▶ _THE TASK_: Turn every line of the records below into a numbered list, skipping any blank lines. Leave out the picture markers.

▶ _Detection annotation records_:
^^^^
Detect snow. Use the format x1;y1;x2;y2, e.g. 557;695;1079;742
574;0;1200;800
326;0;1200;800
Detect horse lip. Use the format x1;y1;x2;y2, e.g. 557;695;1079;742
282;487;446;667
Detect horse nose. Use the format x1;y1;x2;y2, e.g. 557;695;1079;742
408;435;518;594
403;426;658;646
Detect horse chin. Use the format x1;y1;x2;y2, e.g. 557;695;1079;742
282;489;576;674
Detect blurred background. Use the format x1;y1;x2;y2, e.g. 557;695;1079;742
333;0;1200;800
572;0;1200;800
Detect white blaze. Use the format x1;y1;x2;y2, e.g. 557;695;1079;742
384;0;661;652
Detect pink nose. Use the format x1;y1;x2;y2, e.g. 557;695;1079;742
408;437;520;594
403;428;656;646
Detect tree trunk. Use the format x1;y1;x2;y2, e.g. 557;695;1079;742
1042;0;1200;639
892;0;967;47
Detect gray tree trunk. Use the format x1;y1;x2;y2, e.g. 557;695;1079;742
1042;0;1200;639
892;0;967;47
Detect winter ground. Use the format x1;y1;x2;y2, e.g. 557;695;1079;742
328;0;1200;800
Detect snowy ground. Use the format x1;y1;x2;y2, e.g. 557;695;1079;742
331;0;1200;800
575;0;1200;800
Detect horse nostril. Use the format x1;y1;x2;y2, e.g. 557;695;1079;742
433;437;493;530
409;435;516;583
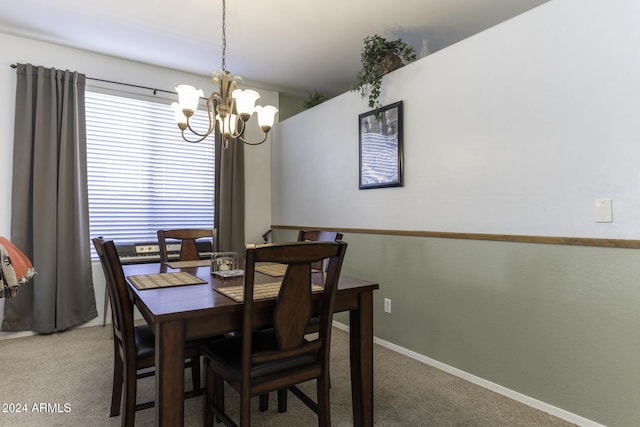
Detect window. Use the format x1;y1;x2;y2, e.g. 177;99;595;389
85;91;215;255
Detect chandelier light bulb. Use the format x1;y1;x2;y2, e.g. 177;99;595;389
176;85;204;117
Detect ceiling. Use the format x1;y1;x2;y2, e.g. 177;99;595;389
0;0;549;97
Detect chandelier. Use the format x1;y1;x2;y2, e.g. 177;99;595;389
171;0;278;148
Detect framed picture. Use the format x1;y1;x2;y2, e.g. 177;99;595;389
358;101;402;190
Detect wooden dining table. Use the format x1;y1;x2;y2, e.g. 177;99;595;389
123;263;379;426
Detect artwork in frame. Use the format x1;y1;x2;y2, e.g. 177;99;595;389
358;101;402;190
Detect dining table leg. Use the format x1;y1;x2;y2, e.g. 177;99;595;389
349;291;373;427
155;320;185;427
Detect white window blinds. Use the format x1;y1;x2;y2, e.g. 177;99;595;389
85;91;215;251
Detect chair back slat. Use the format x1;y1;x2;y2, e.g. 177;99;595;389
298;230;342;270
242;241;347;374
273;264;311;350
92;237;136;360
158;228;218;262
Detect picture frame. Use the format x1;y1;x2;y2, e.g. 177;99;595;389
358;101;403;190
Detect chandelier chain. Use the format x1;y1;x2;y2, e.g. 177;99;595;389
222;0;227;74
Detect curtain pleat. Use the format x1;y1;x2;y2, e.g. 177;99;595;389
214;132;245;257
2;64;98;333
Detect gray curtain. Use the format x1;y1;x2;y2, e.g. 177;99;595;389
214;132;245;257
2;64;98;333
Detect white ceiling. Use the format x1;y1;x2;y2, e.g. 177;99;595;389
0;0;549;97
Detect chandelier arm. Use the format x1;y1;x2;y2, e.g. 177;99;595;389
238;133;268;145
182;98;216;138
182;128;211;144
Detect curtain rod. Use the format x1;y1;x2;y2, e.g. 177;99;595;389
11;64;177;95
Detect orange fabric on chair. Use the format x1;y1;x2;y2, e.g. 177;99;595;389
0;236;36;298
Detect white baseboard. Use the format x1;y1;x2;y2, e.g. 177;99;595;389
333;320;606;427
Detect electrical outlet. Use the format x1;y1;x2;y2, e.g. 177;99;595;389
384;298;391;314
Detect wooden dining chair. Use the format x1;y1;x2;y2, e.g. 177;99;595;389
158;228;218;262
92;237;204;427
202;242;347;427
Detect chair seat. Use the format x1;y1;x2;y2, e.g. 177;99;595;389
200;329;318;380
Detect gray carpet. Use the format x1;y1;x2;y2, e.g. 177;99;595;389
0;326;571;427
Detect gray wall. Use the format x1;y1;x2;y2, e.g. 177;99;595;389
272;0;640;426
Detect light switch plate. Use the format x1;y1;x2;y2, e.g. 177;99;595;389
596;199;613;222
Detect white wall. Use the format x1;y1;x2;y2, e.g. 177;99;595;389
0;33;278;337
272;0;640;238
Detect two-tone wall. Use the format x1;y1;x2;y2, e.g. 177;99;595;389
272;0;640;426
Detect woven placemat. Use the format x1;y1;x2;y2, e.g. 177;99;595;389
^^^^
▶ _REPLY TO THE TASK_:
1. Detect snow. Use the format x1;y1;x2;y2, e.g. 557;695;1079;742
2. 574;0;1200;800
3. 326;0;1200;800
4. Detect horse lip. Use the format x1;y1;x2;y2, e.g. 557;695;1079;742
5. 282;487;446;667
6. Detect horse nose. Use the format x1;y1;x2;y2, e.g. 557;695;1079;742
7. 408;435;518;594
8. 403;426;658;646
9. Detect horse chin. Use the format x1;y1;x2;y2, e.g. 557;695;1079;742
10. 282;489;576;674
11. Detect blurred background. Use the format x1;y1;x2;y2, e.g. 557;695;1079;742
12. 333;0;1200;800
13. 572;0;1200;800
14. Detect white blaze. Use the format x1;y1;x2;y2, e.g. 557;695;1079;742
15. 384;0;661;652
16. Detect pink nose. Use the format x1;y1;x2;y2, e.g. 557;695;1079;742
17. 408;437;520;594
18. 403;428;656;646
19. Detect tree trunk. Use the format x1;y1;x2;y2, e.g. 557;695;1079;742
20. 1042;0;1200;639
21. 892;0;967;47
22. Detect gray tree trunk. Use the format x1;y1;x2;y2, e.g. 557;695;1079;742
23. 1042;0;1200;639
24. 892;0;967;47
25. Detect winter ground. Use the format x1;y1;x2;y2, e.g. 557;695;1079;742
26. 328;0;1200;800
27. Detect snowy ground. Use the format x1;y1;x2;y2, e.g. 557;695;1079;742
28. 331;0;1200;800
29. 575;0;1200;800
30. Detect horse nostril. Use the format x1;y1;x2;y2, e.g. 557;695;1079;742
31. 433;437;493;530
32. 409;435;516;583
33. Detect window. Use the format x1;y1;x2;y2, e.g. 177;99;595;389
34. 85;91;215;255
35. Detect chandelier light bulb. Use the format x1;y1;x2;y2, e.g. 177;99;595;389
36. 176;85;204;117
37. Detect ceiling. Use the format x1;y1;x2;y2, e.g. 177;99;595;389
38. 0;0;549;97
39. Detect chandelier. Use the format x1;y1;x2;y2, e.g. 177;99;595;389
40. 171;0;278;148
41. Detect framed picture. Use the format x1;y1;x2;y2, e.g. 177;99;595;389
42. 358;101;402;190
43. Detect wooden dining table. Use the format x1;y1;x2;y2, e.g. 177;99;595;389
44. 123;263;379;426
45. Detect artwork in frame. Use the format x1;y1;x2;y2, e.g. 177;99;595;389
46. 358;101;402;190
47. Detect dining table leg. Use the format x1;y1;x2;y2, e.g. 177;99;595;389
48. 349;291;373;427
49. 155;320;185;427
50. Detect white window blinds. Use the format x1;y1;x2;y2, e.g. 177;99;595;389
51. 85;91;215;251
52. Detect chair back slat. Use the format x1;y1;x2;y2, e.g. 177;99;595;389
53. 298;230;342;270
54. 242;241;347;374
55. 273;264;311;350
56. 92;237;136;360
57. 158;228;218;262
58. Detect picture frame. Use the format x1;y1;x2;y2, e.g. 177;99;595;389
59. 358;101;403;190
60. Detect chandelier chain. Use the format x1;y1;x2;y2, e.g. 177;99;595;389
61. 222;0;227;74
62. Detect curtain pleat. Use the format x1;y1;x2;y2, e.g. 177;99;595;389
63. 214;132;245;257
64. 2;64;98;333
65. Detect gray curtain. Use the format x1;y1;x2;y2, e.g. 177;99;595;389
66. 214;132;245;257
67. 2;64;98;333
68. Detect white ceiling. Use the format x1;y1;x2;y2, e.g. 177;99;595;389
69. 0;0;549;97
70. Detect chandelier arm. Use the format x1;y1;x2;y2, e.g. 177;99;595;389
71. 238;133;268;145
72. 182;98;216;138
73. 182;128;211;144
74. Detect curtain rod. Use the format x1;y1;x2;y2, e.g. 177;99;595;389
75. 11;64;177;95
76. Detect orange fabric on chair. Use the format x1;y1;x2;y2, e.g. 177;99;595;389
77. 0;236;36;298
78. Detect white baseboard. Use the format x1;y1;x2;y2, e.g. 177;99;595;389
79. 333;320;606;427
80. Detect electrical outlet. Use the format x1;y1;x2;y2, e.g. 177;99;595;389
81. 384;298;391;314
82. Detect wooden dining chair. Use the format x1;y1;x2;y2, e.g. 177;99;595;389
83. 158;228;218;262
84. 92;237;204;427
85. 202;242;347;427
86. Detect chair seat. Use the format x1;y1;x2;y2, e.g. 177;99;595;389
87. 200;329;318;380
88. Detect gray carpet. Use the format x1;y1;x2;y2, e.g. 177;99;595;389
89. 0;326;571;427
90. Detect gray wall. Use the format x1;y1;x2;y2, e.g. 177;99;595;389
91. 272;0;640;426
92. Detect light switch plate. Use the format x1;y1;x2;y2, e.g. 177;99;595;389
93. 596;199;613;222
94. Detect white wall. Use the format x1;y1;x2;y2, e.g. 177;99;595;389
95. 0;33;278;337
96. 272;0;640;238
97. Detect two-tone wall. Use the format x1;y1;x2;y2, e.g. 177;99;595;389
98. 272;0;640;426
99. Detect woven placemat. Use the format x1;y1;x2;y2, e.g. 177;99;595;389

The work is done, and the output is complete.